* _Passage provided_:
══════

On Wed, Jan 15, 2020 at 8:00 PM Tomasz Figa <tfiga@chromium.org> wrote:
>
> On Mon, Jan 13, 2020 at 10:27 PM Gerd Hoffmann <kraxel@redhat.com> wrote:
> >
> >   Hi,
> >
> > > > Well, no.  Tomasz Figa had splitted the devices into three groups:
> > > >
> > > >   (1) requires single buffer.
> > > >   (2) allows any layout (including the one (1) devices want).
> > > >   (3) requires per-plane buffers.
> > > >
> > > > Category (3) devices are apparently rare and old.  Both category (1)+(2)
> > > > devices can handle single buffers just fine.  So maybe support only
> > > > that?
> > >
> > > From the guest implementation point of view, Linux V4L2 currently
> > > supports 2 cases, if used in allocation-mode (i.e. the buffers are
> > > allocated locally by V4L2):
> > >
> > > i) single buffer with plane offsets predetermined by the format, (can
> > > be handled by devices from category 1) and 2))
> > > ii) per-plane buffers with planes at the beginning of their own
> > > buffers. (can be handled by devices from category 2) and 3))
> > >
> > > Support for ii) is required if one wants to be able to import buffers
> > > with arbitrary plane offsets, so I'd consider it unavoidable.
> >
> > If you have (1) hardware you simply can't import buffers with arbitrary
> > plane offsets, so I'd expect software would prefer the single buffer
> > layout (i) over (ii), even when using another driver + dmabuf
> > export/import, to be able to support as much hardware as possible.
> > So (ii) might end up being unused in practice.
> >
> > But maybe not, was just an idea, feel free to scratch it.
>
> That's true, simple user space would often do that. However, if more
> devices are in the game, often some extra alignment or padding between
> planes is needed and that is not allowed by (1), even though all the
> planes are in the same buffer.

══════

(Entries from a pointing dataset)
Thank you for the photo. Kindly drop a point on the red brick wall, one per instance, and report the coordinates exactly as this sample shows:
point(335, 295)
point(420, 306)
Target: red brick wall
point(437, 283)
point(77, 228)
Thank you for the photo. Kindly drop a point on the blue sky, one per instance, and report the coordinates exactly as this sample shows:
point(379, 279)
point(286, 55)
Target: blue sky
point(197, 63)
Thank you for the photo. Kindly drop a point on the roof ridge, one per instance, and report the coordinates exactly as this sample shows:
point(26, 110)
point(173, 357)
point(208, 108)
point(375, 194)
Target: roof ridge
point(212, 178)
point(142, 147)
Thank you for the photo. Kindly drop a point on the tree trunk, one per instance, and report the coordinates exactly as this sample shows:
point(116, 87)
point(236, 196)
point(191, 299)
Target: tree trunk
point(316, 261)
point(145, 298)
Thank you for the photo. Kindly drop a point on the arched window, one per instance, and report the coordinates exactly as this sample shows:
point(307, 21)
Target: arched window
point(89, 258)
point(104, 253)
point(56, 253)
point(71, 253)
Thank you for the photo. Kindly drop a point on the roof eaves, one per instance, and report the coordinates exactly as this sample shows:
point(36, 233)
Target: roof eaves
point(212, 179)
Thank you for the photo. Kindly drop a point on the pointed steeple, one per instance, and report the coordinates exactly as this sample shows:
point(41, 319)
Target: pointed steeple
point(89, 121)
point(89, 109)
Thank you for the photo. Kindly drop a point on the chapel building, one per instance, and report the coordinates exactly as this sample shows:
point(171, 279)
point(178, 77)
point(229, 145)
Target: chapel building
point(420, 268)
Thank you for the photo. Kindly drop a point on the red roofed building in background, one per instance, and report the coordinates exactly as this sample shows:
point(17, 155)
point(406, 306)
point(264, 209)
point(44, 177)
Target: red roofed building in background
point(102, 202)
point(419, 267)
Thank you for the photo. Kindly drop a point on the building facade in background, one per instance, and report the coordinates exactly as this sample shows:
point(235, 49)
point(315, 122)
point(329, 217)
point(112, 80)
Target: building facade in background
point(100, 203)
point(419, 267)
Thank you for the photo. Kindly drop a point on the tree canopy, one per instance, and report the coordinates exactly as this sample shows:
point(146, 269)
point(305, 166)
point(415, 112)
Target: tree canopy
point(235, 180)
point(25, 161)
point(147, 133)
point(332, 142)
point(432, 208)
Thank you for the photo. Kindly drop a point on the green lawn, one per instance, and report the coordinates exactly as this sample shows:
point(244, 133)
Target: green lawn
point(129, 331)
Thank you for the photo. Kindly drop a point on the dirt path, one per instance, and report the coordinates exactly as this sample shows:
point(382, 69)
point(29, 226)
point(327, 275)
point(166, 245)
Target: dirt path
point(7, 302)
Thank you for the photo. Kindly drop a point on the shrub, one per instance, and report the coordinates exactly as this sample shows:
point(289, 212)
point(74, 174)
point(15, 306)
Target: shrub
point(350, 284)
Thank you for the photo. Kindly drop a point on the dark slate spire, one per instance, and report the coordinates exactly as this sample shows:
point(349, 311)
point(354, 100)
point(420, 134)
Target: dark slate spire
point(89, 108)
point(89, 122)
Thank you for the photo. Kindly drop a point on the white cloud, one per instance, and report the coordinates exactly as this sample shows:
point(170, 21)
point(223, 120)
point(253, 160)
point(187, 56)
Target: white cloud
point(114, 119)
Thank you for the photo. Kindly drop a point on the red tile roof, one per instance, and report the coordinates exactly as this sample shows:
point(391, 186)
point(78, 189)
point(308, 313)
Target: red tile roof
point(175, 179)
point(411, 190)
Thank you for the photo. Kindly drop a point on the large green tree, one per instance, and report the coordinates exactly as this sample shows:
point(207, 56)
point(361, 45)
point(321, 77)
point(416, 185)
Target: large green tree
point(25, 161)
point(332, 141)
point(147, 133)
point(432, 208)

══════

* _Requirement A_: Extract from the email thread the part that opens with the words containing "On Wed, Jan" and closes with "Both category (1)+(2)".
* _Requirement B_:
Answer these questions about the email thread:
(i) Into how many groups did Tomasz Figa split the devices?
(ii) Which category of devices is described as rare and old?
(iii) According to the last reply, what is often needed between planes when more devices are involved?
This material stands apart from the email thread.

* _Complete answer A_:
On Wed, Jan 15, 2020 at 8:00 PM Tomasz Figa <tfiga@chromium.org> wrote:
>
> On Mon, Jan 13, 2020 at 10:27 PM Gerd Hoffmann <kraxel@redhat.com> wrote:
> >
> >   Hi,
> >
> > > > Well, no.  Tomasz Figa had splitted the devices into three groups:
> > > >
> > > >   (1) requires single buffer.
> > > >   (2) allows any layout (including the one (1) devices want).
> > > >   (3) requires per-plane buffers.
> > > >
> > > > Category (3) devices are apparently rare and old.  Both category (1)+(2)

* _Complete answer B_:
(i) Three groups.
(ii) Category (3), the devices that require per-plane buffers.
(iii) Some extra alignment or padding.